Set exercise:
Render the listing below as a JSON array of strings, one string per line, leaving out any blank lines.
= = = = = = =
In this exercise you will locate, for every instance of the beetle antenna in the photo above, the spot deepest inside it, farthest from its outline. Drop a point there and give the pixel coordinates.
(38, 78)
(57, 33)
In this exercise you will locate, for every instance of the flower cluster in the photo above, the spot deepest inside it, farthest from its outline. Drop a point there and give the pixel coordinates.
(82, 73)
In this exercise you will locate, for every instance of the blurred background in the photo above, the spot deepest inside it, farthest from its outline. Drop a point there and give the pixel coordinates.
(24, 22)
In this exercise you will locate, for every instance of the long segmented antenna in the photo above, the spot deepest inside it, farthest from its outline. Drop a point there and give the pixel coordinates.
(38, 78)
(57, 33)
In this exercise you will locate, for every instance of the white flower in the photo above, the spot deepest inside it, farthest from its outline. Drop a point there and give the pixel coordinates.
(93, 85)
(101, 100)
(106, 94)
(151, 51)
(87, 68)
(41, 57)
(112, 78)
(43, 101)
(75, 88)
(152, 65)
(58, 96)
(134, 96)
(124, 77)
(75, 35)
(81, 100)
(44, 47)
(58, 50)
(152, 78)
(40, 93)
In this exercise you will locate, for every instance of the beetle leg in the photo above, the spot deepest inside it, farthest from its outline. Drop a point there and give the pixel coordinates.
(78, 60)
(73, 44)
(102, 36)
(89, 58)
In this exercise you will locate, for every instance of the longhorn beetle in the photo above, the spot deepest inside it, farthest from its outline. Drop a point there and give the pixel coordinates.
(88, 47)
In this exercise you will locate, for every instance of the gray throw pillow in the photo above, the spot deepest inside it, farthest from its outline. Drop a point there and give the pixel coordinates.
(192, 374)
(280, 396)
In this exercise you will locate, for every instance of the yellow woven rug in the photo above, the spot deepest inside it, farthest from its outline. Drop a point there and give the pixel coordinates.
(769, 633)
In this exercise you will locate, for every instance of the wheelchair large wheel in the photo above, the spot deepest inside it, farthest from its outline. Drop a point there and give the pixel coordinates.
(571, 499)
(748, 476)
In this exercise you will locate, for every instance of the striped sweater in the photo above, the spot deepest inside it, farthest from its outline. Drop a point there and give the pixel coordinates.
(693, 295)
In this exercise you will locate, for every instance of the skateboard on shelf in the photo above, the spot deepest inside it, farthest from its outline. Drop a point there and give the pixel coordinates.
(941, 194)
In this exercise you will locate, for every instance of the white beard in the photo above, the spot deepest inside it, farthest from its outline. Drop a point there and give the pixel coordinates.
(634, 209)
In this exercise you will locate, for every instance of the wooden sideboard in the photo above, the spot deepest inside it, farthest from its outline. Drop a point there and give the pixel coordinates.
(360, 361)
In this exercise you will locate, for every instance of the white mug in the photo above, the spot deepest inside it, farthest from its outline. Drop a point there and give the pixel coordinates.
= = = = = = =
In response:
[
  "In this exercise you will locate, for every instance of the beetle antenna in the photo above, the spot deepest inside it, farthest from its outline. Drop a point there and give the pixel coordinates.",
  "(38, 78)",
  "(57, 33)",
  "In this exercise you will locate, for every instance of the flower cluster in the photo above, the spot deepest inside it, farthest from its outline. Drop a point there and give the pixel coordinates.",
  "(82, 73)",
  "In this exercise you will locate, for every instance of the blurred background in the photo above, the spot deepest inside it, farthest from its outline. Drop a point there and give the pixel coordinates.",
  "(24, 22)",
  "In this exercise you will locate, for every instance of the long segmented antenna in the photo above, the spot deepest inside it, farthest from its outline. Drop a point there and give the pixel coordinates.",
  "(38, 78)",
  "(57, 33)",
  "In this exercise you will locate, for every instance of the white flower in the photo above, the spot deepest inside it, farthest from its outline. Drop a point there and give the pixel coordinates.",
  "(93, 85)",
  "(101, 100)",
  "(106, 94)",
  "(151, 51)",
  "(87, 68)",
  "(41, 57)",
  "(112, 78)",
  "(43, 101)",
  "(75, 88)",
  "(152, 65)",
  "(58, 96)",
  "(134, 96)",
  "(124, 77)",
  "(75, 35)",
  "(81, 100)",
  "(44, 47)",
  "(58, 50)",
  "(152, 78)",
  "(40, 93)",
  "In this exercise you will locate, for every instance of the beetle leg in the photo above, the spot deepest inside it, farthest from its outline. Drop a point there and give the pixel coordinates.",
  "(78, 60)",
  "(73, 44)",
  "(102, 36)",
  "(89, 58)",
  "In this exercise you will locate, for every instance of the longhorn beetle in the photo above, the spot deepest inside it, farthest from its outline. Drop a point there and give the pixel coordinates.",
  "(88, 47)",
  "In this exercise you will locate, for every instance of the gray throw pillow in the photo above, the spot deepest inside it, farthest from its outline. Drop a point there and give the pixel coordinates.",
  "(192, 374)",
  "(280, 396)",
  "In this exercise you will locate, for every instance of the yellow woven rug in the photo above, the spot deepest inside it, farthest from its outline. Drop a point there and give the pixel coordinates.",
  "(769, 633)",
  "In this exercise you will locate, for every instance of the wheelchair large wheel in the photo above, the spot deepest inside it, farthest from its outline. Drop a point there and give the pixel coordinates.",
  "(571, 499)",
  "(748, 476)",
  "In this exercise you will locate, for every instance of the striped sweater in the photo above, the spot deepest inside it, farthest from its outline. Drop a point there and give the pixel coordinates.",
  "(693, 295)",
  "In this exercise you will locate, for every instance of the skateboard on shelf in the photo above, the spot deepest inside it, farthest from its outline. Drop a point there and give the pixel coordinates.",
  "(941, 194)",
  "In this exercise you will locate, for every instance of the white beard in the photo above, the spot deepest inside it, farthest from its outline. Drop a point there and give the pixel coordinates.",
  "(634, 209)",
  "In this exercise you will locate, for every instance of the wooden sideboard in the photo above, the spot deepest inside it, farthest from its outline. Drop a point there and give the pixel coordinates.",
  "(360, 361)",
  "In this exercise you will locate, for every instance of the white mug in the photo above, the spot deepest inside it, farthest from its outline. Drop a point there and give the pixel coordinates."
]